Supplied material:
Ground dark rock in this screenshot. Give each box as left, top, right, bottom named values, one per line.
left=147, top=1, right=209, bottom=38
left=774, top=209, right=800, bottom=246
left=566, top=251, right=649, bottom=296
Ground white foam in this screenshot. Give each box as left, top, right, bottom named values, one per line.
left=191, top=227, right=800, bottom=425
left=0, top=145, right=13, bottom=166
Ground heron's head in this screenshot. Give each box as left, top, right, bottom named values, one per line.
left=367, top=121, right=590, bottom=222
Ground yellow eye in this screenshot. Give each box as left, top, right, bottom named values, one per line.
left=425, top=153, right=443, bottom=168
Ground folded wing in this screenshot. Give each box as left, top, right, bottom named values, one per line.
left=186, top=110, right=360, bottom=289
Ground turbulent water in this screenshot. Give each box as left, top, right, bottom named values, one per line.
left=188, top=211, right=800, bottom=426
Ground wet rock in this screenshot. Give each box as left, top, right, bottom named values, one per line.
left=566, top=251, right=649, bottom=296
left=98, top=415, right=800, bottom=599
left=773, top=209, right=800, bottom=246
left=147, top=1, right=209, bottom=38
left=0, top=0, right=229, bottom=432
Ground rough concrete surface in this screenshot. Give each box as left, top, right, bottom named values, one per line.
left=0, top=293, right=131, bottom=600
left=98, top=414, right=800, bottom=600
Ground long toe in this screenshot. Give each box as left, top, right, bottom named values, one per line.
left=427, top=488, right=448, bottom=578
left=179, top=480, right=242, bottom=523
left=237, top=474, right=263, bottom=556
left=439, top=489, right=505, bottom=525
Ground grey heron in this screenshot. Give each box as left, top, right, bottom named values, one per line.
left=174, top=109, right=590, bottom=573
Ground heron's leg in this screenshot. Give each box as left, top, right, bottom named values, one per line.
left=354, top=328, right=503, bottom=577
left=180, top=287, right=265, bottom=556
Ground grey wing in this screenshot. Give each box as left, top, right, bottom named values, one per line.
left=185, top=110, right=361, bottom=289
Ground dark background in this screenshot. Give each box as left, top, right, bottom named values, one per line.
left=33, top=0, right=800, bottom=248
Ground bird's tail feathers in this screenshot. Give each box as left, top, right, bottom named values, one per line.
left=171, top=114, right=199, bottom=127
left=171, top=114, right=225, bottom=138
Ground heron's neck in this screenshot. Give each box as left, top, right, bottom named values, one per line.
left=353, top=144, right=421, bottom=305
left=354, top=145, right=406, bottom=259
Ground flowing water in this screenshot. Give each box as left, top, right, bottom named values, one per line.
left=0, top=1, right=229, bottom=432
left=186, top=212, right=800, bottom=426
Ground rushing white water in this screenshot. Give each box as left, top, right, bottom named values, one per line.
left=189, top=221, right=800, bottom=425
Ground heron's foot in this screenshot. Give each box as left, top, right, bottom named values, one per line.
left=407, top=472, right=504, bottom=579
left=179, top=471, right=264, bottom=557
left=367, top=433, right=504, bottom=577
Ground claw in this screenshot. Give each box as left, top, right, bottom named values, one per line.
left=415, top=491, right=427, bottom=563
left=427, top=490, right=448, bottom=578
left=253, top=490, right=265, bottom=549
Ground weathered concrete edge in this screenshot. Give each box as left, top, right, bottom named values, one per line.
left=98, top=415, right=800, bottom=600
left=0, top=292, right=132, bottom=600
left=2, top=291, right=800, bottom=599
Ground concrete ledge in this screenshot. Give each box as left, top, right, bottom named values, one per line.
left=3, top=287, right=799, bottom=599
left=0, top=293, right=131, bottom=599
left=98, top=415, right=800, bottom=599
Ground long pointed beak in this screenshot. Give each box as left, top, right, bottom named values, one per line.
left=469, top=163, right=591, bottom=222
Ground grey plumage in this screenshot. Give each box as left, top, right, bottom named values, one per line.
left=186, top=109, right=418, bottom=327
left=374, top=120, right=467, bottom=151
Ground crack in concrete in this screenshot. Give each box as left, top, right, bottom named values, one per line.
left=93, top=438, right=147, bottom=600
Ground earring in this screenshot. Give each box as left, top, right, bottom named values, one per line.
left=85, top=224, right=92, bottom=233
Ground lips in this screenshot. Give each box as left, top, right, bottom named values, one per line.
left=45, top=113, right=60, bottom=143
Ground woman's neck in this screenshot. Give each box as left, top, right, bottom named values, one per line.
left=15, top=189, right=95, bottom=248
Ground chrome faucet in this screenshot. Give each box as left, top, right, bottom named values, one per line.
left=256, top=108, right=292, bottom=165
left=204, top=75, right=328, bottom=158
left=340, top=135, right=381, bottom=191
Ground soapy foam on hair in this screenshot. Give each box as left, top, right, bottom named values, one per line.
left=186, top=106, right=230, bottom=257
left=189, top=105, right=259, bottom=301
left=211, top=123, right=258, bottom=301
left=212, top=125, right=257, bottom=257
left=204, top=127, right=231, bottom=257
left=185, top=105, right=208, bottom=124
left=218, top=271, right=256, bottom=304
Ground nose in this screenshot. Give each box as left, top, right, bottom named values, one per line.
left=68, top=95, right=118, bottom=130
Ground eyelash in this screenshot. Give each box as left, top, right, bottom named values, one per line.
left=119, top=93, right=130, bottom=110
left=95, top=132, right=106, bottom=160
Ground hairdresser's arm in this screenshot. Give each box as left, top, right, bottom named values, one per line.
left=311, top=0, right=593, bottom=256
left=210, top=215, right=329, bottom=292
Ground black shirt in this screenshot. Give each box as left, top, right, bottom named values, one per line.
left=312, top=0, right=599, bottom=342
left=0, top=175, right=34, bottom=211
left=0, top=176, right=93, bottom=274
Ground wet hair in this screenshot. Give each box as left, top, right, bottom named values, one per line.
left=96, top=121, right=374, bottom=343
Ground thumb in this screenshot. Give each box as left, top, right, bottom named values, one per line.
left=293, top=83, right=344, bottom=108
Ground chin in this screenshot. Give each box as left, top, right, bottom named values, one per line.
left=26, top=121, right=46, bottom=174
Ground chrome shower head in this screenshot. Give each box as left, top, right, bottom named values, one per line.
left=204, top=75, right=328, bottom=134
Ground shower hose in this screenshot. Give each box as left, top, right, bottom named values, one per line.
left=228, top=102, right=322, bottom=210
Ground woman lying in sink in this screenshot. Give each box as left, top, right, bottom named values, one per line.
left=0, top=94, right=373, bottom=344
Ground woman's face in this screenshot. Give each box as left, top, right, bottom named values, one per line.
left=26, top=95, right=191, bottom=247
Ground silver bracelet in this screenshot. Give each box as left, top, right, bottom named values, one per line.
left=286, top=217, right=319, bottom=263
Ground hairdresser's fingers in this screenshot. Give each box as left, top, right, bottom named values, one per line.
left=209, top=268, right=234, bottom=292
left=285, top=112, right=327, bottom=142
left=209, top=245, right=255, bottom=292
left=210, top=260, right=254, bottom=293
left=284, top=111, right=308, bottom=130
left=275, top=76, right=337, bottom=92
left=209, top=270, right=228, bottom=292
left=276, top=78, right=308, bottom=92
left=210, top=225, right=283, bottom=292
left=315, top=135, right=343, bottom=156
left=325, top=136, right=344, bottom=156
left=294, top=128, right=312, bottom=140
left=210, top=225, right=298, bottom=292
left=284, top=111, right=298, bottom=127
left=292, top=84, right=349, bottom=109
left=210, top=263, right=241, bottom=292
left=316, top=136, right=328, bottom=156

Work task: Restate each entry word for word.

Your response:
Ground dark rock in this screenshot. Give each box as left, top, right, bottom named values, one per line.
left=147, top=1, right=209, bottom=38
left=774, top=209, right=800, bottom=246
left=566, top=251, right=649, bottom=296
Ground white foam in this screenshot. Give each box as left, top, right, bottom named values, one per line.
left=191, top=227, right=800, bottom=425
left=0, top=145, right=13, bottom=166
Ground heron's head in this screenshot. Give each box as left, top, right, bottom named values, one per line.
left=367, top=121, right=590, bottom=222
Ground yellow eye in this screenshot. Give each box as left, top, right, bottom named values, one per line.
left=425, top=153, right=443, bottom=168
Ground folded wing in this screenshot. Give each box as left, top, right, bottom named values, one per line.
left=186, top=110, right=360, bottom=289
Ground turbulent water in this screenshot. Give each box as left, top, right, bottom named values, one per line.
left=188, top=211, right=800, bottom=426
Ground wet rock in this screenshot. Give each box as left, top, right, bottom named values, one per line.
left=566, top=251, right=649, bottom=296
left=98, top=415, right=800, bottom=599
left=773, top=209, right=800, bottom=246
left=147, top=1, right=209, bottom=38
left=0, top=0, right=229, bottom=432
Ground rough concrete surface in this screenshot. Give each box as left, top, right, bottom named values, one per line.
left=0, top=293, right=131, bottom=600
left=98, top=414, right=800, bottom=600
Ground long toe in this screenshot. Give each box as left, top, right, bottom named values, one per line.
left=427, top=488, right=448, bottom=578
left=179, top=480, right=242, bottom=523
left=237, top=474, right=263, bottom=556
left=439, top=489, right=505, bottom=525
Ground grey heron in this screenshot. Give each box as left, top, right, bottom named values, one per line.
left=174, top=109, right=590, bottom=573
Ground heron's leg in this screenshot. Give each box as left, top, right, bottom named values, one per line.
left=354, top=328, right=503, bottom=577
left=180, top=287, right=265, bottom=556
Ground grey wing in this screenshot. Give each box as left, top, right, bottom named values, one per line.
left=185, top=110, right=361, bottom=289
Ground dark background in this screenshot. Give each box as left, top, right, bottom named values, one per line.
left=33, top=0, right=800, bottom=248
Ground bird's tail feathers in this screenshot. Give each box as left, top, right, bottom named values, one per line.
left=171, top=114, right=199, bottom=127
left=171, top=114, right=225, bottom=138
Ground heron's neck in this screenshot. Give each box as left, top, right, bottom named values, one per line.
left=353, top=144, right=421, bottom=305
left=354, top=145, right=406, bottom=259
Ground flowing water in this screenshot. Give each box as left, top, right, bottom named values, one per line.
left=0, top=1, right=229, bottom=432
left=186, top=212, right=800, bottom=426
Ground rushing white water in this screenshot. Give each box as left, top, right, bottom named values, one per line.
left=189, top=221, right=800, bottom=425
Ground heron's foot in this screenshot. Give each box as left, top, right, bottom named values, one per line.
left=407, top=472, right=504, bottom=579
left=179, top=471, right=264, bottom=557
left=367, top=433, right=504, bottom=577
Ground claw in this screenshot. Give each box as left, top, right, bottom named values, one per line.
left=415, top=491, right=427, bottom=563
left=427, top=490, right=448, bottom=578
left=253, top=490, right=265, bottom=549
Ground weathered concrete edge in this screenshot. Give each box as left, top, right, bottom named values, one per line.
left=98, top=415, right=800, bottom=600
left=0, top=292, right=132, bottom=600
left=2, top=291, right=800, bottom=599
Ground concrete ledge in this screenshot. Give each box as left, top, right, bottom named values, one per line.
left=3, top=287, right=799, bottom=599
left=0, top=293, right=131, bottom=599
left=98, top=415, right=800, bottom=599
Ground long pointed beak in this screenshot. Give each box as left, top, right, bottom named values, one per line.
left=469, top=163, right=591, bottom=222
Ground grey plumage in this screenshot. Give each box as left, top, right, bottom named values, one per line.
left=186, top=109, right=418, bottom=327
left=374, top=120, right=467, bottom=151
Ground crack in concrete in this screenshot. Give each box as left, top, right, bottom named values, one per line.
left=93, top=438, right=147, bottom=600
Ground earring in this screenshot. Give each box as left, top, right, bottom named values, one per line.
left=85, top=224, right=92, bottom=233
Ground lips in this screenshot. Give each box as left, top, right, bottom named values, one per line.
left=45, top=113, right=60, bottom=143
Ground woman's neck in this screenshot. Give each box as left, top, right, bottom named values, one per line.
left=15, top=189, right=95, bottom=248
Ground chrome faucet in this screenshot. Give each box as left, top, right, bottom named values, one per line.
left=256, top=108, right=292, bottom=165
left=204, top=75, right=328, bottom=158
left=340, top=135, right=381, bottom=191
Ground soapy foam on hair in this screenshot. Give each box as left, top, right, bottom named values, one per line.
left=186, top=106, right=230, bottom=257
left=189, top=105, right=259, bottom=301
left=211, top=123, right=258, bottom=301
left=212, top=125, right=257, bottom=257
left=204, top=127, right=231, bottom=257
left=185, top=105, right=208, bottom=124
left=218, top=271, right=256, bottom=304
Ground nose in this screenshot. Give each box as left, top, right, bottom named values, one per line.
left=68, top=95, right=118, bottom=130
Ground eyelash in this screenshot. Give each box as left, top, right, bottom named values, one per line.
left=119, top=93, right=130, bottom=110
left=95, top=132, right=106, bottom=160
Ground hairdresser's arm in this screenshot. Give each box as left, top, right, bottom named values, one per line.
left=311, top=0, right=593, bottom=256
left=210, top=215, right=329, bottom=292
Ground black shirt in this screenshot. Give each box as left, top, right, bottom named values, one per line.
left=312, top=0, right=599, bottom=342
left=0, top=175, right=34, bottom=211
left=0, top=176, right=93, bottom=274
Ground wet hair in this screenshot. Give each box as left, top, right, bottom named values, one per line.
left=96, top=121, right=374, bottom=343
Ground thumb in this screenshot. Give each box as left, top, right, bottom named values, one per line.
left=293, top=83, right=344, bottom=108
Ground chin in this screenshot. Give each box as left, top, right, bottom named values, one per line.
left=26, top=121, right=46, bottom=174
Ground chrome shower head in this screenshot. Give each box as left, top, right, bottom named values, one per line.
left=204, top=75, right=328, bottom=134
Ground shower hose in this screenshot. Give each box as left, top, right, bottom named values, one per line.
left=228, top=102, right=322, bottom=210
Ground woman lying in sink in this screenshot. Give each box as left, top, right, bottom named values, one per line.
left=0, top=94, right=373, bottom=344
Ground woman's face in this screenshot. Give each box as left, top, right, bottom named values, one per line.
left=26, top=95, right=191, bottom=247
Ground silver bracelet in this screenshot. Give each box as left, top, right, bottom named values, one per line.
left=286, top=217, right=319, bottom=263
Ground hairdresser's fingers in this screenshot. Give each box as left, top, right, bottom named values, one per line.
left=209, top=268, right=234, bottom=292
left=285, top=112, right=327, bottom=142
left=209, top=245, right=255, bottom=292
left=210, top=260, right=254, bottom=293
left=284, top=111, right=308, bottom=130
left=275, top=76, right=337, bottom=92
left=209, top=270, right=228, bottom=292
left=276, top=78, right=308, bottom=92
left=210, top=225, right=283, bottom=292
left=315, top=135, right=343, bottom=156
left=325, top=136, right=344, bottom=156
left=294, top=128, right=312, bottom=140
left=210, top=225, right=298, bottom=292
left=284, top=111, right=298, bottom=127
left=292, top=84, right=349, bottom=109
left=210, top=263, right=241, bottom=292
left=316, top=136, right=328, bottom=156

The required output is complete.